- [Passage shown]:
=======
Harriet Calver, Senior Associate at Winckworth Sherwood, says that the four-day work week is not a new phenomenon. Many employees in the UK already work a four-day week, however, this is typically agreed on a case-by-case basis between employee and employer following a flexible working request. It tends to be accompanied by a corresponding reduction in pay, except in the case of “compressed hours” in which case the employee is simply squeezing the same number of hours into a shorter week.

BENEFITS FOR BUSINESS 

Gill Tanner, Senior Behavioural Scientist at CoachHub, believes that one of the key advantages is that employees would benefit from a better work/life balance and an extra day on the weekend would mean staff would have the opportunity to realise other ambitions outside of work and spend more meaningful time with family and friends, engage in more exercise or find a new hobby – all of which result in improved mental and physical health and higher levels of happiness. And this will result in less burnout and reduced levels of stress.

But in what ways could the reduced working week benefit employers? Improving employee happiness and well-being has many potential commercial benefits for employers such as increased performance and productivity, reduced absenteeism, recruitment and retention; and it could have a positive effect DE&I.
=======
- [Recorded data]:
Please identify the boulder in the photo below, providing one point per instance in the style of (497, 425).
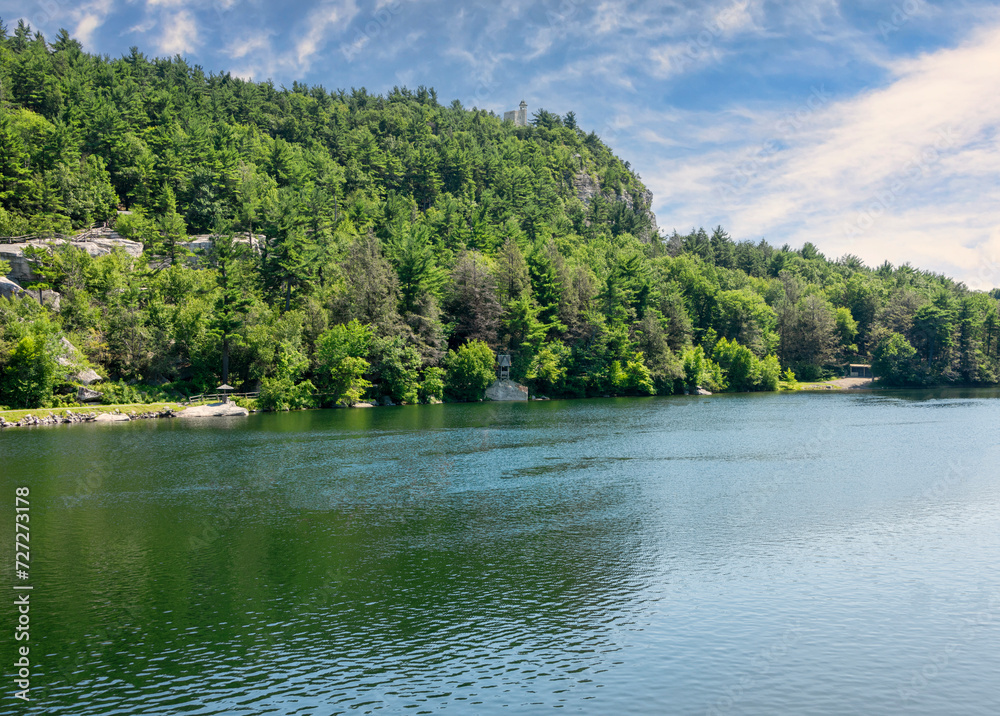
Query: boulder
(213, 410)
(88, 376)
(86, 395)
(507, 391)
(8, 288)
=======
- [Task A]: In the four-day work week passage, what does "compressed hours" mean?
- [Task B]: Continue the four-day work week passage from its last sentence.
The items are not needed here.

- [Response A]: The employee squeezes the same number of hours into a shorter week.

- [Response B]:
POTENTIAL DRAWBACKS

Gill Tanner believes that completing five days’ worth of work in just four days could be more stressful for some. Employees will need more focus and have much less time for lower productivity activities.  Additionally, some employers and businesses may find the four-day week detrimental to operations. For example, a decline in levels of customer support on days staff aren’t in the office. So, careful thought needs to be given to how this might be executed.

According to Harriet Calver, if an organisation is asking for 100% productivity from employees in consideration for a reduction in working hours, it is going to be critical to have the right support, technology and workplace culture in place to enable this.

Although the success of the four-day working week model relies on employees doing fewer hours, there is a danger that there may not be enough hours in those four days to complete the work. Therefore, working hours could creep up to previous levels if the workload is the same, resulting in longer and more stressful days for these employees.

In customer facing businesses, a potential pitfall of the four-day working week is not being able to properly service customers leading to poor customer satisfaction. For example, if an organisation shuts its office on the fifth day, when it was previously open, customers may complain they cannot access services when they want to, or previously could. Whilst this could be a potential issue for some organisations, it should be overcome fairly easily by most simply by keeping the business open for five days a week but staggering the days which employees do their four days so the entire week is still covered.

According to Gill Tanner, employers should consider the following before implementing a four-day week:

  1. What are your reasons for implementing a four-day week?
  2. Consult with employees and other stakeholders regarding a four-day week. What are their thoughts? How might it work?
  3. Provide clarity regarding what is expected in terms working hours, performance levels, days off, remuneration, ways of working etc.
  4. Ensure there is sufficient coverage to run the business as is required and to have continuity.
  5. Think about the situation from the customer/client perspective (and other stakeholders) and how they might be affected
  6. Consider the communication plan: who needs to be communicated to and by when?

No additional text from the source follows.